**** ENTRIES SUPPLIED

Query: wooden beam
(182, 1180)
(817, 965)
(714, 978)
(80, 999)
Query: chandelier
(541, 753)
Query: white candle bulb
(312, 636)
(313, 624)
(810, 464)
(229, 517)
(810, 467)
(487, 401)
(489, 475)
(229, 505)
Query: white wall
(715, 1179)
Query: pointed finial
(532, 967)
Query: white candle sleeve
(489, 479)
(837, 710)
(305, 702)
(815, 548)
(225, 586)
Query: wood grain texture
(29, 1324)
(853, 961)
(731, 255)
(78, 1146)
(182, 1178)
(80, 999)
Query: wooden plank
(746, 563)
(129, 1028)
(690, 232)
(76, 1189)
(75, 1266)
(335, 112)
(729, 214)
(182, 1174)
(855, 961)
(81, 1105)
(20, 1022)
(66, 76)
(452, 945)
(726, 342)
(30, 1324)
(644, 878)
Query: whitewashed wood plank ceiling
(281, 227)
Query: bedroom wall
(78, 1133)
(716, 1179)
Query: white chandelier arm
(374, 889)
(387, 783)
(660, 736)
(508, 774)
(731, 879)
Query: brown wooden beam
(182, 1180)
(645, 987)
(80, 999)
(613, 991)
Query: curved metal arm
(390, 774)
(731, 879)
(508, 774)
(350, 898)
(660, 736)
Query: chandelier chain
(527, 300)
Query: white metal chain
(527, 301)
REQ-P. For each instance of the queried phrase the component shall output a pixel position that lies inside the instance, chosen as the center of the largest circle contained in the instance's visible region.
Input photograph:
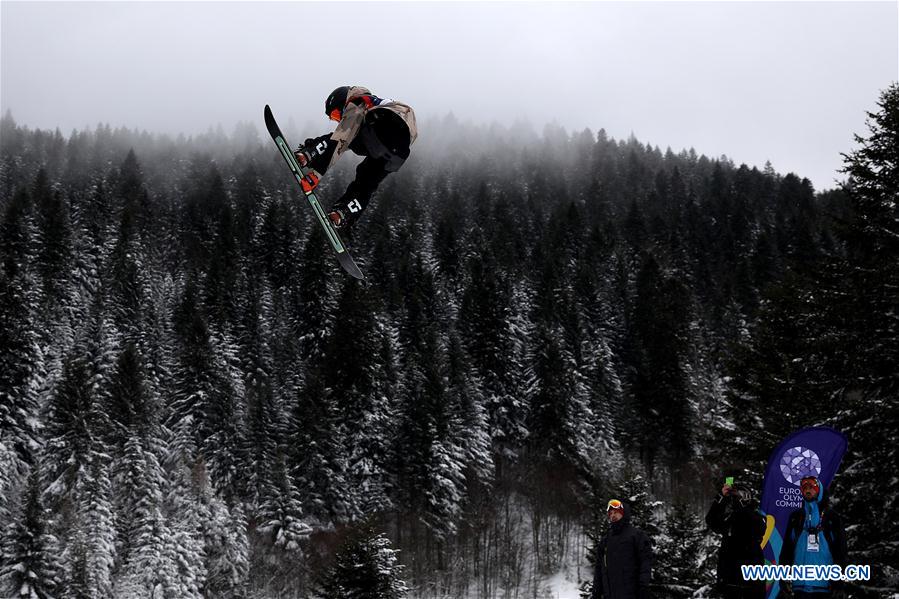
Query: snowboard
(300, 172)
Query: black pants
(742, 591)
(384, 141)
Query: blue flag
(815, 451)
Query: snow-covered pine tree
(365, 567)
(679, 554)
(30, 559)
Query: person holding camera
(735, 515)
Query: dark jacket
(623, 562)
(743, 528)
(832, 527)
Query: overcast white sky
(778, 81)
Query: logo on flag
(799, 462)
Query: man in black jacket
(735, 515)
(623, 558)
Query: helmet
(336, 101)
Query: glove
(302, 156)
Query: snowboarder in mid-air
(380, 129)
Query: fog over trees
(195, 401)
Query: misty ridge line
(440, 138)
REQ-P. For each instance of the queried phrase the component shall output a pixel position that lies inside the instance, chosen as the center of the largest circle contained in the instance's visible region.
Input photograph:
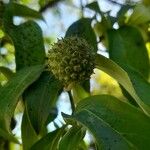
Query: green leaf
(140, 15)
(28, 134)
(126, 43)
(121, 14)
(72, 139)
(122, 77)
(114, 124)
(11, 92)
(29, 46)
(7, 136)
(49, 142)
(27, 39)
(94, 6)
(6, 72)
(40, 98)
(24, 11)
(82, 28)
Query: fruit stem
(71, 102)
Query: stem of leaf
(71, 102)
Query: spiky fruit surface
(71, 60)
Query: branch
(49, 5)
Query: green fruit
(71, 61)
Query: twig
(71, 102)
(48, 5)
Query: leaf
(27, 39)
(126, 43)
(121, 14)
(114, 124)
(29, 46)
(11, 92)
(82, 28)
(6, 72)
(49, 142)
(8, 136)
(122, 77)
(28, 134)
(40, 98)
(140, 15)
(24, 11)
(94, 6)
(72, 139)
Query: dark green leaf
(29, 136)
(94, 6)
(27, 39)
(28, 42)
(72, 139)
(7, 136)
(24, 11)
(10, 93)
(82, 28)
(126, 43)
(40, 98)
(122, 77)
(6, 72)
(121, 14)
(49, 142)
(141, 86)
(115, 124)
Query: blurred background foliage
(59, 14)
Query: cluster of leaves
(114, 124)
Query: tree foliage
(113, 123)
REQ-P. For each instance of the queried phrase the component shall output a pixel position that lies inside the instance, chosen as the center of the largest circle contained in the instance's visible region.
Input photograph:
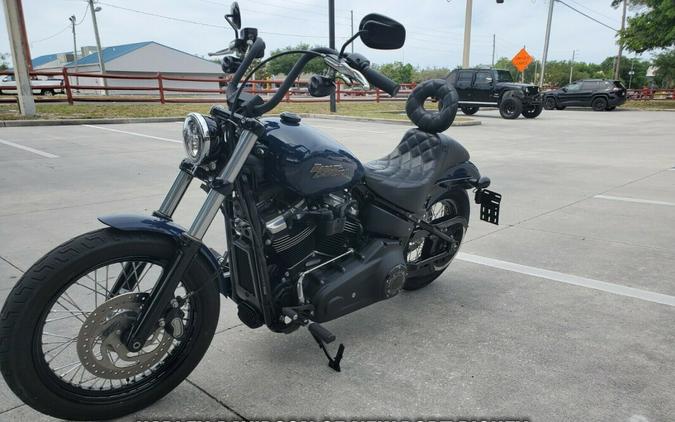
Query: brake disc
(100, 348)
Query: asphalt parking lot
(566, 311)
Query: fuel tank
(307, 161)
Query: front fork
(190, 241)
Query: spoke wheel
(423, 246)
(63, 322)
(81, 333)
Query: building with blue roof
(141, 58)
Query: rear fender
(464, 176)
(150, 223)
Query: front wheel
(61, 326)
(469, 110)
(427, 255)
(599, 104)
(532, 111)
(510, 108)
(549, 103)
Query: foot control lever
(323, 337)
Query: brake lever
(346, 71)
(222, 52)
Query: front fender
(150, 223)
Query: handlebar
(373, 76)
(381, 81)
(258, 47)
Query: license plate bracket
(489, 205)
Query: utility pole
(331, 43)
(18, 44)
(467, 34)
(101, 63)
(546, 39)
(617, 63)
(351, 13)
(72, 20)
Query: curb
(470, 122)
(58, 122)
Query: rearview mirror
(381, 33)
(234, 17)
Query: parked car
(600, 94)
(40, 86)
(495, 88)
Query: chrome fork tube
(175, 194)
(215, 199)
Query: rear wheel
(427, 255)
(599, 104)
(61, 326)
(469, 110)
(532, 111)
(510, 108)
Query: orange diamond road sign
(521, 60)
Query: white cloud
(435, 27)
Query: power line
(591, 10)
(588, 16)
(67, 27)
(173, 18)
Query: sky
(435, 28)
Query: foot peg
(323, 337)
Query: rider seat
(407, 176)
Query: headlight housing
(200, 137)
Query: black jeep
(600, 94)
(495, 88)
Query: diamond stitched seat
(406, 176)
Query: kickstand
(333, 362)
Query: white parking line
(639, 201)
(590, 283)
(135, 134)
(29, 149)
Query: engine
(301, 233)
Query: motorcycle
(112, 320)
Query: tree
(420, 74)
(284, 64)
(399, 72)
(653, 27)
(665, 73)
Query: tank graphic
(307, 161)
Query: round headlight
(196, 138)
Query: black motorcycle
(112, 320)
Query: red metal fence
(154, 88)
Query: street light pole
(101, 63)
(617, 63)
(331, 43)
(546, 39)
(18, 42)
(72, 20)
(351, 13)
(467, 34)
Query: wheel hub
(101, 349)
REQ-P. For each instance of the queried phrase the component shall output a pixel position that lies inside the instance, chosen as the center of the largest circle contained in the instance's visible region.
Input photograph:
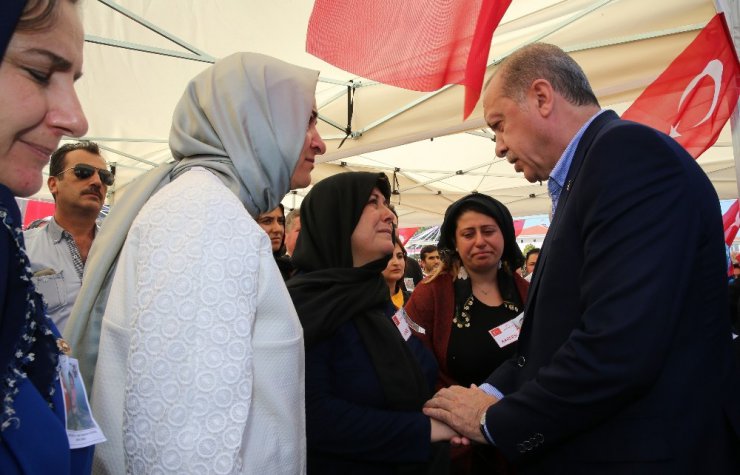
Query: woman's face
(372, 237)
(312, 146)
(274, 225)
(396, 266)
(479, 241)
(38, 103)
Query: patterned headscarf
(245, 120)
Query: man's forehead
(83, 156)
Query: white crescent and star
(713, 69)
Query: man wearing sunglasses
(78, 180)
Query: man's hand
(461, 409)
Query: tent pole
(731, 9)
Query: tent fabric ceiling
(129, 94)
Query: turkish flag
(414, 44)
(731, 221)
(695, 96)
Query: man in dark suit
(624, 362)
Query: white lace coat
(201, 364)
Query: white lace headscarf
(244, 119)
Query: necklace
(463, 320)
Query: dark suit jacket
(624, 362)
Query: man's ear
(543, 95)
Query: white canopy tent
(140, 54)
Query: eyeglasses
(83, 172)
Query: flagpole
(731, 9)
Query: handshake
(456, 414)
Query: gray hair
(549, 62)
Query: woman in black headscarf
(469, 307)
(37, 105)
(366, 377)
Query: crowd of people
(215, 334)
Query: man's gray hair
(549, 62)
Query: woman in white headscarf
(201, 367)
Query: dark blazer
(349, 427)
(432, 307)
(624, 362)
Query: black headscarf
(328, 291)
(512, 257)
(10, 13)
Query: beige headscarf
(244, 119)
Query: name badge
(82, 430)
(399, 319)
(508, 332)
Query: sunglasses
(83, 172)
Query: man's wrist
(484, 429)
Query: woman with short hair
(468, 311)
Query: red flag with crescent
(731, 221)
(420, 45)
(696, 95)
(404, 234)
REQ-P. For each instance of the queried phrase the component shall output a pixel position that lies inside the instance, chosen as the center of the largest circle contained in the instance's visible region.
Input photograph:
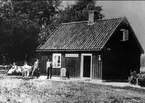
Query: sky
(133, 10)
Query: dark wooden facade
(106, 57)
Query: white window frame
(125, 35)
(55, 57)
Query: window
(125, 35)
(56, 60)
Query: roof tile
(81, 36)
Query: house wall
(73, 64)
(121, 57)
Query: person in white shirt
(49, 69)
(35, 66)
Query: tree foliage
(20, 24)
(24, 24)
(79, 11)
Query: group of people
(35, 68)
(25, 70)
(63, 71)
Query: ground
(22, 90)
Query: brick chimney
(91, 17)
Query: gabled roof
(81, 36)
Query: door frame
(82, 63)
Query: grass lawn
(18, 90)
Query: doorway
(86, 65)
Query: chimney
(91, 17)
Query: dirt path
(14, 90)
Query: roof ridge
(122, 17)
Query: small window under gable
(125, 35)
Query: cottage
(104, 49)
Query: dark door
(72, 64)
(86, 66)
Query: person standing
(49, 69)
(35, 66)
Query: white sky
(133, 10)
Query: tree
(20, 26)
(79, 11)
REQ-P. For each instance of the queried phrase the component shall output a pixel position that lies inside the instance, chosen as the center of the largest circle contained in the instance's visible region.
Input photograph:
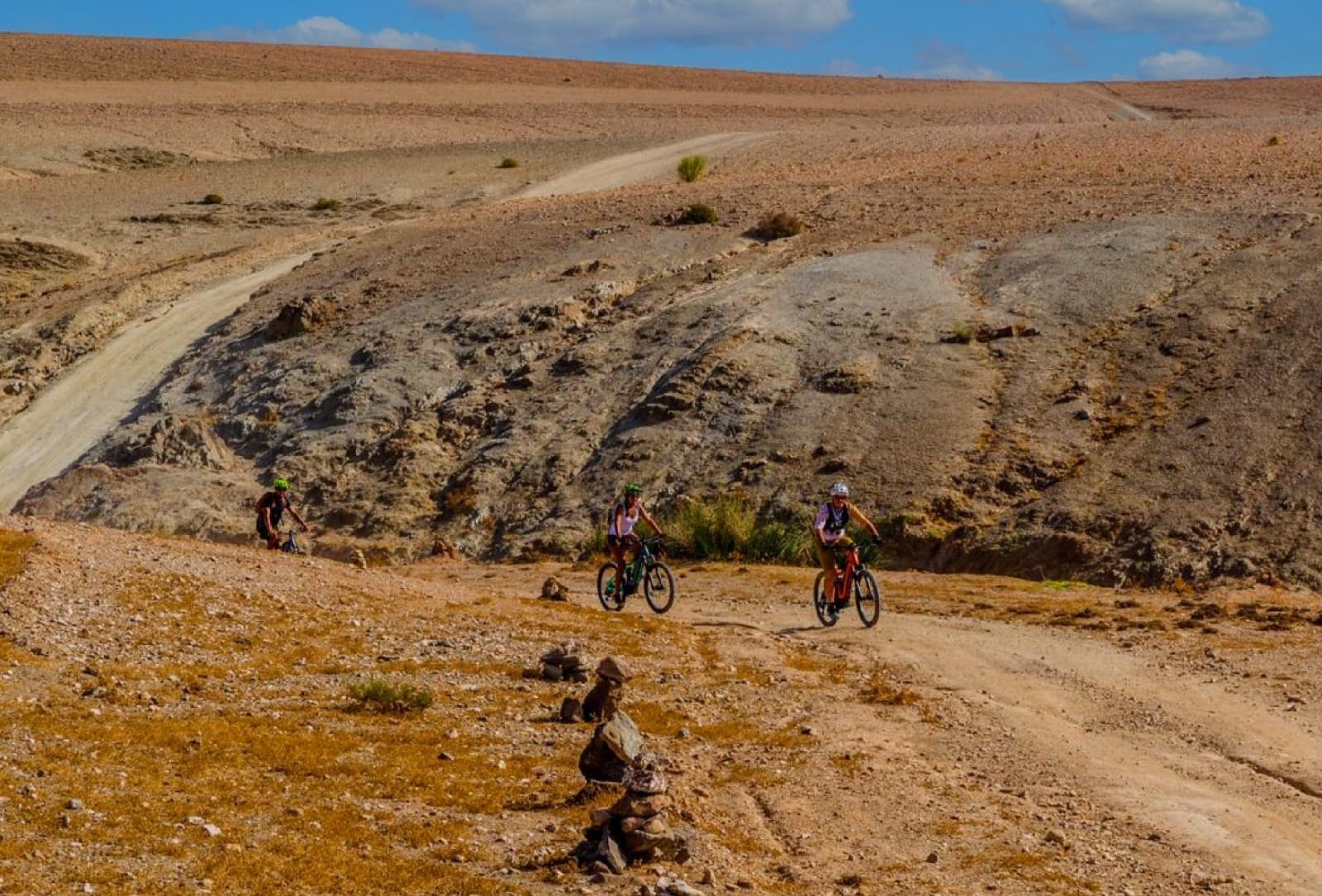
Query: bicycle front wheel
(659, 587)
(868, 598)
(607, 591)
(821, 603)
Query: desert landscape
(1059, 340)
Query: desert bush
(698, 213)
(383, 695)
(778, 226)
(693, 168)
(731, 528)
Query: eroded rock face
(180, 442)
(615, 744)
(302, 316)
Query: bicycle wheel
(659, 587)
(868, 599)
(821, 603)
(610, 596)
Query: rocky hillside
(1037, 334)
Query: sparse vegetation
(778, 225)
(389, 697)
(962, 334)
(881, 690)
(730, 528)
(693, 168)
(697, 215)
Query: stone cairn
(554, 590)
(562, 664)
(603, 700)
(636, 829)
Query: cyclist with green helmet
(270, 510)
(625, 514)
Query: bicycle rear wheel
(868, 599)
(659, 587)
(610, 595)
(821, 603)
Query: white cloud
(550, 23)
(945, 61)
(1223, 21)
(1182, 65)
(327, 31)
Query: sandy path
(1121, 107)
(638, 167)
(86, 402)
(1207, 768)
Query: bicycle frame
(845, 578)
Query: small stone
(614, 669)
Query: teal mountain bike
(656, 579)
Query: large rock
(614, 747)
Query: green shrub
(733, 528)
(698, 215)
(381, 695)
(693, 168)
(778, 226)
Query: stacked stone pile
(603, 700)
(636, 829)
(562, 664)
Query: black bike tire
(866, 583)
(614, 603)
(654, 603)
(820, 601)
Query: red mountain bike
(852, 579)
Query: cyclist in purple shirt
(625, 515)
(830, 530)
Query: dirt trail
(636, 167)
(85, 403)
(1183, 755)
(1121, 107)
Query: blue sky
(1015, 40)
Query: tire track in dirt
(1211, 770)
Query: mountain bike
(852, 579)
(656, 579)
(291, 543)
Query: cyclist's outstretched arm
(857, 515)
(643, 512)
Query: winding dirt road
(638, 167)
(86, 402)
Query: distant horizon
(1021, 41)
(515, 55)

********

- _GIVEN INSTRUCTION_:
Transcribe word for word the lines from the one holding "Query: small stone" to the last line of the listing above, inclusive.

- _FINAL RESULT_:
Query: small stone
(614, 669)
Query: teal mountain bike
(656, 579)
Query: large rock
(614, 747)
Query: green shrub
(733, 528)
(698, 215)
(381, 695)
(693, 168)
(778, 226)
Query: stacked stone pile
(603, 700)
(636, 829)
(562, 664)
Query: black bike tire
(866, 583)
(614, 603)
(654, 603)
(820, 601)
Query: red mountain bike
(852, 579)
Query: cyclist in purple shirt
(625, 515)
(830, 530)
Query: dirt trail
(636, 167)
(85, 403)
(1183, 755)
(1121, 107)
Query: blue sky
(1015, 40)
Query: tire track in dirt
(1211, 770)
Query: mountain bike
(852, 579)
(656, 579)
(291, 543)
Query: cyclist's outstretched arm
(857, 515)
(643, 512)
Query: winding dirt road
(638, 167)
(86, 402)
Query: distant horizon
(1021, 41)
(515, 55)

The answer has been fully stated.